Trecho do documento
§ §

Para dar alguns exemplos: um hamburguer requer 2240 litros de água e uma xícara
de café, 140. A UNEP (United Nations Environment Program) adverte que,
se esta trajetória continuar, a falta de água vai provocar perdas de até 25% da
produção de alimentos. O rebaixamento de lençóis freáticos por consumo superior
às taxas de reposição afeta maciçamente países como China, Índia, Irã, México e
muitos outros. Por outro lado, vários grandes rios passam meses ao ano sem ter
água correndo, fruto das retiradas para irrigação, entre eles o Amarelo
(China), Indo e Ganges (Índia), Colorado e Grande (EUA). Grandes lagos como o
Aral e Chade estão quase totalmente secos, enquanto grandes aquíferos vão se
esvaziando, como o Ogallala (EUA) e o Guarani (Brasil e Paraguai) está sendo
contaminado por agrotóxicos e fertilizantes.
·
Biodiversidade
O abastecimento
alimentar vem sofrendo um constante estreitamento na variedade de produtos
ofertados. Das mais de 50 mil plantas comestíveis existentes, apenas três
(arroz, milho e trigo) respondem por 2/3 de todas as ingestões calóricas dos
consumidores e 90% de toda a alimentação depende de apenas 15 produtos.
Historicamente esta situação indica um alto risco para o abastecimento, sendo
que ele é ainda mais grave pelo fato de que este reduzido número de plantas é
produzido a partir de um muito pequeno número de variedades de cada uma delas.
As perdas da
biodiversidade agrícola no último século foram gigantescas, como demonstra um
estudo do USDA que comparou o número de variedades com sementes colocadas no
mercado americano em 1903 com aquelas guardadas no laboratório nacional de
estocagem de sementes em 1983, indicando a extinção de 93% delas.
·
Alterações climáticas
globais
Para além das perdas
dos recursos naturais renováveis e do esgotamento dos não renováveis, o sistema
agroalimentar está seriamente ameaçado pelo aquecimento global e as
consequentes mudanças no clima.

§ §

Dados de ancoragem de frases
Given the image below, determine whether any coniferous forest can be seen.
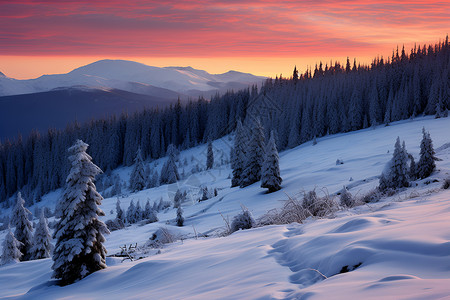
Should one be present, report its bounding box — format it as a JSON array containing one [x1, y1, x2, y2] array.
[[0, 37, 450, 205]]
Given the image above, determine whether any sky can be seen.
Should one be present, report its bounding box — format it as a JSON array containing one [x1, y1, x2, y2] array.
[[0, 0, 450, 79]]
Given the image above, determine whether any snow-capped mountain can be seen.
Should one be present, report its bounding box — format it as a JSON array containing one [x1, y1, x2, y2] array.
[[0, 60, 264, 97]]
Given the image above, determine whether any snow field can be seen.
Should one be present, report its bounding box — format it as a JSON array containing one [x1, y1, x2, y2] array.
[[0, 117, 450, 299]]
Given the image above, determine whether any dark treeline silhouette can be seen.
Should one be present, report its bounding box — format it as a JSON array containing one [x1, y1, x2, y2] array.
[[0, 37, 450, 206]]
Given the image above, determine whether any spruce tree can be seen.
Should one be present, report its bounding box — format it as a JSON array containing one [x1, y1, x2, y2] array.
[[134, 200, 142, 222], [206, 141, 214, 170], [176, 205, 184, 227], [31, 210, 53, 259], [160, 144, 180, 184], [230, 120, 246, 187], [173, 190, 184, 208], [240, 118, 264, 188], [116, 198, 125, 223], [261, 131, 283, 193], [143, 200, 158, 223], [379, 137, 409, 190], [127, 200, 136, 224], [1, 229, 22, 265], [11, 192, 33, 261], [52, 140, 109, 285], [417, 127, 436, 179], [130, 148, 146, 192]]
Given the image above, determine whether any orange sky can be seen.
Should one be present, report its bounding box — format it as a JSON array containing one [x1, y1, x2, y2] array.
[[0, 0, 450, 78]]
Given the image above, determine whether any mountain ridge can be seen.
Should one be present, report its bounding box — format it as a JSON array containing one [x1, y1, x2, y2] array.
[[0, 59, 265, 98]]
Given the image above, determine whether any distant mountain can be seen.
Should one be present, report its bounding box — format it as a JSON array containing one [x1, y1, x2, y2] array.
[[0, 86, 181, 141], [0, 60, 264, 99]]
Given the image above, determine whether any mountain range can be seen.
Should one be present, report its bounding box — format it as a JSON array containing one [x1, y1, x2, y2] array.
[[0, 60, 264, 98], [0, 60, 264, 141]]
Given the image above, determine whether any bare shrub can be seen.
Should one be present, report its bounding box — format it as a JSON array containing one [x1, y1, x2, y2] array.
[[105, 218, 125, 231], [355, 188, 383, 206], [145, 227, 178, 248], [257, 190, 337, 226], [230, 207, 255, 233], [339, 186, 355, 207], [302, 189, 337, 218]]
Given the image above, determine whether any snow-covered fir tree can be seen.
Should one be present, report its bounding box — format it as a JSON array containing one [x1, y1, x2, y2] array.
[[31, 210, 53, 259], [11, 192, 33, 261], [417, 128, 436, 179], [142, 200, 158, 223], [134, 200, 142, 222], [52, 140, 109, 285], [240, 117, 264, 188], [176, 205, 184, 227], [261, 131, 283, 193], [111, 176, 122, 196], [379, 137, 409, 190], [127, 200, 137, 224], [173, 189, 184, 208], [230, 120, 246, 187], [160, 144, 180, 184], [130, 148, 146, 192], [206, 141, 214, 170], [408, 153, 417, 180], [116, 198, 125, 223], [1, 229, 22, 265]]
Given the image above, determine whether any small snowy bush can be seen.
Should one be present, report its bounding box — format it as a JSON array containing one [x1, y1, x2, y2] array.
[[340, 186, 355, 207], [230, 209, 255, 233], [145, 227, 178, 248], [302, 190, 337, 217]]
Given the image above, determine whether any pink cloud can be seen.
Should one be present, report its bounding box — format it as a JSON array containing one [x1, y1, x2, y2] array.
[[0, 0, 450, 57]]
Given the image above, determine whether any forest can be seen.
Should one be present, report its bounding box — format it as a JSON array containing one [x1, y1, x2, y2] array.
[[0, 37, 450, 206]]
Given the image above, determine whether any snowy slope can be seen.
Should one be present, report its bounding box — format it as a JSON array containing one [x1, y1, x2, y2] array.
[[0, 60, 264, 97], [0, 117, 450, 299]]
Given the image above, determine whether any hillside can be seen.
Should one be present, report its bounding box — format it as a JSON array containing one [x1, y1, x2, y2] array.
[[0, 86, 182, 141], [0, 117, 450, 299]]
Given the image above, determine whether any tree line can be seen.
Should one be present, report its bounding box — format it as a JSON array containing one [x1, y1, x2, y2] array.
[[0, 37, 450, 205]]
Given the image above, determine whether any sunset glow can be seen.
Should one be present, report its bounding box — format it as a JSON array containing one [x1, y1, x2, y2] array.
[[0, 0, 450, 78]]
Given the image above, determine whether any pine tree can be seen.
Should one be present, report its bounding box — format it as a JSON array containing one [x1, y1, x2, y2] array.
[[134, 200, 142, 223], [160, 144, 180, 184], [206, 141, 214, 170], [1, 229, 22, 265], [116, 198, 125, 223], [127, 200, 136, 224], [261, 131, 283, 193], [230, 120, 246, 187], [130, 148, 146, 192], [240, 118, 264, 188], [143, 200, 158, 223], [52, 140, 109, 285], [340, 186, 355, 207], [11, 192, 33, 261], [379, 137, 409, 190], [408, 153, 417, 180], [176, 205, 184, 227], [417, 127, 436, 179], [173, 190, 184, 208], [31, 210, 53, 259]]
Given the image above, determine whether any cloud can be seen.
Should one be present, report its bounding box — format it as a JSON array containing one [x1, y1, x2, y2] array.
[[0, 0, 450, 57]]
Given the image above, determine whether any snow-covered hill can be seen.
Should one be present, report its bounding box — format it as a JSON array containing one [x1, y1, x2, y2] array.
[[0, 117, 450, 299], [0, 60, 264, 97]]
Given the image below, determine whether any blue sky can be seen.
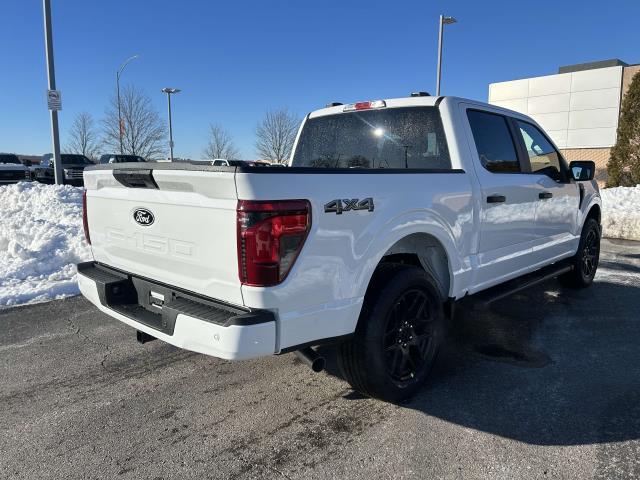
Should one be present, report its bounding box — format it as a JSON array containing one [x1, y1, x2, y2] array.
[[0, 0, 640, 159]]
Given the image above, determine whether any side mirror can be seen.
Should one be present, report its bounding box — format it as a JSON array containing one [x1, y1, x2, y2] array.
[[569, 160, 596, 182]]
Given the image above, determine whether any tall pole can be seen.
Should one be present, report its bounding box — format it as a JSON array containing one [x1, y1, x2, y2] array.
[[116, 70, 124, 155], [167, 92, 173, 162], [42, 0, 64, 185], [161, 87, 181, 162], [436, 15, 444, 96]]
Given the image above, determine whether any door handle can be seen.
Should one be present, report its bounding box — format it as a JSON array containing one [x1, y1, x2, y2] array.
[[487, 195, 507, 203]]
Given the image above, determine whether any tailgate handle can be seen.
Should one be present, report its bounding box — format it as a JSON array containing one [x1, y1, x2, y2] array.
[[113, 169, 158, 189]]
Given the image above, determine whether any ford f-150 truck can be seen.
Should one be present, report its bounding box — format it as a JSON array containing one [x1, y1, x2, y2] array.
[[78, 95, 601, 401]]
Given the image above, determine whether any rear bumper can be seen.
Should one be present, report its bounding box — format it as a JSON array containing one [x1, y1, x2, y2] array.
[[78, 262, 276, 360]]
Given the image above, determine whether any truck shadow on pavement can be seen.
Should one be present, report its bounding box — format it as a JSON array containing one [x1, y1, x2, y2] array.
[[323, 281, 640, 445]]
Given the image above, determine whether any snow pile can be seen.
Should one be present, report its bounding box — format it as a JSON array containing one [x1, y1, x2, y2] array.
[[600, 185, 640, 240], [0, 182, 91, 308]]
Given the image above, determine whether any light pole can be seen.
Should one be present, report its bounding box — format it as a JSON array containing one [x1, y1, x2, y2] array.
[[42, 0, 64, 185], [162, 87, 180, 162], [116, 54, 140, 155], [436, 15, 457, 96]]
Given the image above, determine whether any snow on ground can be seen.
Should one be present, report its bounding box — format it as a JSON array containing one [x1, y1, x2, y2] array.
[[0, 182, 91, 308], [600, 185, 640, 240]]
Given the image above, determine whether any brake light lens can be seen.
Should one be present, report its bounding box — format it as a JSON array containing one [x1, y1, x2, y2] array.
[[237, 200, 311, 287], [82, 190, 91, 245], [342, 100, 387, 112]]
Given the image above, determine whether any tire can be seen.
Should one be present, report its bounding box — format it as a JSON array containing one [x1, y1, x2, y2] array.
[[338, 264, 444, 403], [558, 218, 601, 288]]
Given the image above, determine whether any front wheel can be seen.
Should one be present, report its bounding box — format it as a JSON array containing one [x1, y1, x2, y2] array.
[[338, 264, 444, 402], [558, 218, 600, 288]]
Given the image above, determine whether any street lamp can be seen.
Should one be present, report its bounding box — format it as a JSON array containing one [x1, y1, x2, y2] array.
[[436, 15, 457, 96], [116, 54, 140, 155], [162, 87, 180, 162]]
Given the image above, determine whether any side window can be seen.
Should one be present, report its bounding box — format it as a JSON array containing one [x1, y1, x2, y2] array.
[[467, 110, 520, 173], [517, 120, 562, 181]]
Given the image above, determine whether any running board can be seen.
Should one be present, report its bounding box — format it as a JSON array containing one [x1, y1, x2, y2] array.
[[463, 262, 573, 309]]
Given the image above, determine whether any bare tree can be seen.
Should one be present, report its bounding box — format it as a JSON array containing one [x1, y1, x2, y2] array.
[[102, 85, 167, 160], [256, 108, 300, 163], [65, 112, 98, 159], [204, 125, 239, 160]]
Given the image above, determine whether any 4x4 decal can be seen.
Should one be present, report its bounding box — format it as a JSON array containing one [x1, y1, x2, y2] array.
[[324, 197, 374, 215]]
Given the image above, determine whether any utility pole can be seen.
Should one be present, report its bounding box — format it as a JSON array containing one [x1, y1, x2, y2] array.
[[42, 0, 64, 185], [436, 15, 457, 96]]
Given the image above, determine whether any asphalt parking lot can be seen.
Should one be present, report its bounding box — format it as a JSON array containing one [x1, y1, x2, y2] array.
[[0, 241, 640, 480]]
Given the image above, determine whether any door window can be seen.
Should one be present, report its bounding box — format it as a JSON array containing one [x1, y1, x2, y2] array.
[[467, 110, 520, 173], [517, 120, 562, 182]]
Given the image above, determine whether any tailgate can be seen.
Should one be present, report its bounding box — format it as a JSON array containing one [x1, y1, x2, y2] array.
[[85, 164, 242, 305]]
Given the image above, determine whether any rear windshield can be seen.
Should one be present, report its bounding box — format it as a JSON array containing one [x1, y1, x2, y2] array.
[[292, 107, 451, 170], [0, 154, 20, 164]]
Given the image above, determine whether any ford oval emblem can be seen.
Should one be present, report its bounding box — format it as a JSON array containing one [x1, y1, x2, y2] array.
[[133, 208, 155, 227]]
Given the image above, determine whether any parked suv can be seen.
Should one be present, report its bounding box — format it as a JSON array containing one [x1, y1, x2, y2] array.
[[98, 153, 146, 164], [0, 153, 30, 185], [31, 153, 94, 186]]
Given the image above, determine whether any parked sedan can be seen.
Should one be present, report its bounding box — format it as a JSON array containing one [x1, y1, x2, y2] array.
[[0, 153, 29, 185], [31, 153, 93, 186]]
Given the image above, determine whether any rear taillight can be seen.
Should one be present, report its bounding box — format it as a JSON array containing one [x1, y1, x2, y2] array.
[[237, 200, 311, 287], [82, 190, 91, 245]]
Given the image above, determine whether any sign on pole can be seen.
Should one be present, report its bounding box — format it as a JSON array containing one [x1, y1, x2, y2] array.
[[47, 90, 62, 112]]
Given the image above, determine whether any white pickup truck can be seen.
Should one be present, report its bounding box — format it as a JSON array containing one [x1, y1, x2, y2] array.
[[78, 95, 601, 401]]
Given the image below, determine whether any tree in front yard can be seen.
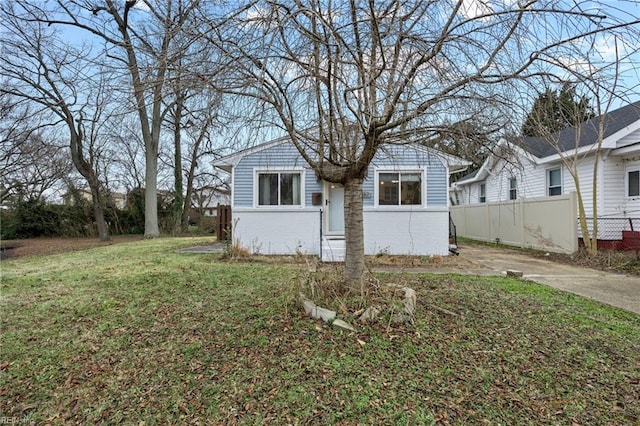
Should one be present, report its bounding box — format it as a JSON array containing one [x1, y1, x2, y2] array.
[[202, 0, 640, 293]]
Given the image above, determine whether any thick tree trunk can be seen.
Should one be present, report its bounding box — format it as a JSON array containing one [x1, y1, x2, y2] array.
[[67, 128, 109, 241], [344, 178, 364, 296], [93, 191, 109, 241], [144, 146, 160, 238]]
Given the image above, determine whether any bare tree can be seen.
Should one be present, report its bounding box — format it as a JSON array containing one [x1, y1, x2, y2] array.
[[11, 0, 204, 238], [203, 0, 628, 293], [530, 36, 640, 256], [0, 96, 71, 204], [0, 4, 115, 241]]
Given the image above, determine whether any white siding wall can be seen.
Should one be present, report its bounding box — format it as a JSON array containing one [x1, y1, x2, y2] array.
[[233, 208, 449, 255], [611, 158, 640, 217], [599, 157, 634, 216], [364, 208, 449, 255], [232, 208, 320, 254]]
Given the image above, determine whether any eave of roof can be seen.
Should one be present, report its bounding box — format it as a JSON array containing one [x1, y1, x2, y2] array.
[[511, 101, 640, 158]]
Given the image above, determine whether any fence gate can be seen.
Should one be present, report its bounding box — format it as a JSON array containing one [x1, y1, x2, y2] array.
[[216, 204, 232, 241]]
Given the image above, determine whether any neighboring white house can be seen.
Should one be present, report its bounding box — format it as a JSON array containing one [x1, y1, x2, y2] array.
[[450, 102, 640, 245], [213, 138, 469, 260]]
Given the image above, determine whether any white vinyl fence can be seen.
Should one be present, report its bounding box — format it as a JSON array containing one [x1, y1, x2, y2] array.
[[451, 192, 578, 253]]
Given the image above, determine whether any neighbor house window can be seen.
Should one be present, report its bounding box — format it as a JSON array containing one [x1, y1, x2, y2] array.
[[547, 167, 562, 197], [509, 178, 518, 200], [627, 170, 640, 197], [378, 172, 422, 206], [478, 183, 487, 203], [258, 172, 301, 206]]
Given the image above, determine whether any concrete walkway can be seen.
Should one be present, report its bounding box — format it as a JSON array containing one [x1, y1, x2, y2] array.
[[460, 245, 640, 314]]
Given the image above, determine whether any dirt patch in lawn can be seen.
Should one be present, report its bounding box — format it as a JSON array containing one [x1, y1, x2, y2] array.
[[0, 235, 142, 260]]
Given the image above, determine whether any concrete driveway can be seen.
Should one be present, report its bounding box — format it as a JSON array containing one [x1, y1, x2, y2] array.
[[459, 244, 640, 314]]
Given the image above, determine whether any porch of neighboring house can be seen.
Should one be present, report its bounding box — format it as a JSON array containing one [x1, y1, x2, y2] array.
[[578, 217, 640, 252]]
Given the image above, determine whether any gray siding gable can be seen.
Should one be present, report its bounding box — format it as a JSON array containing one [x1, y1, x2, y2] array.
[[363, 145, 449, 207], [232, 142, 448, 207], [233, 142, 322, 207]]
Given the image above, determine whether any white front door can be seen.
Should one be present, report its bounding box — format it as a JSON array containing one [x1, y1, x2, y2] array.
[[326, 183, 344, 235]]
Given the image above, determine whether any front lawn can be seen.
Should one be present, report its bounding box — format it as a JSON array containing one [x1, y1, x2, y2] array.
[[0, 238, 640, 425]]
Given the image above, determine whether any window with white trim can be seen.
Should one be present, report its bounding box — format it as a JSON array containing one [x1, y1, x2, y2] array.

§ §

Tarefa atribuída
Segundo o trecho do documento, quantos litros de água um hambúrguer requer? Responda em uma frase, por favor.

Solução do exercício
Um hambúrguer requer 2240 litros de água.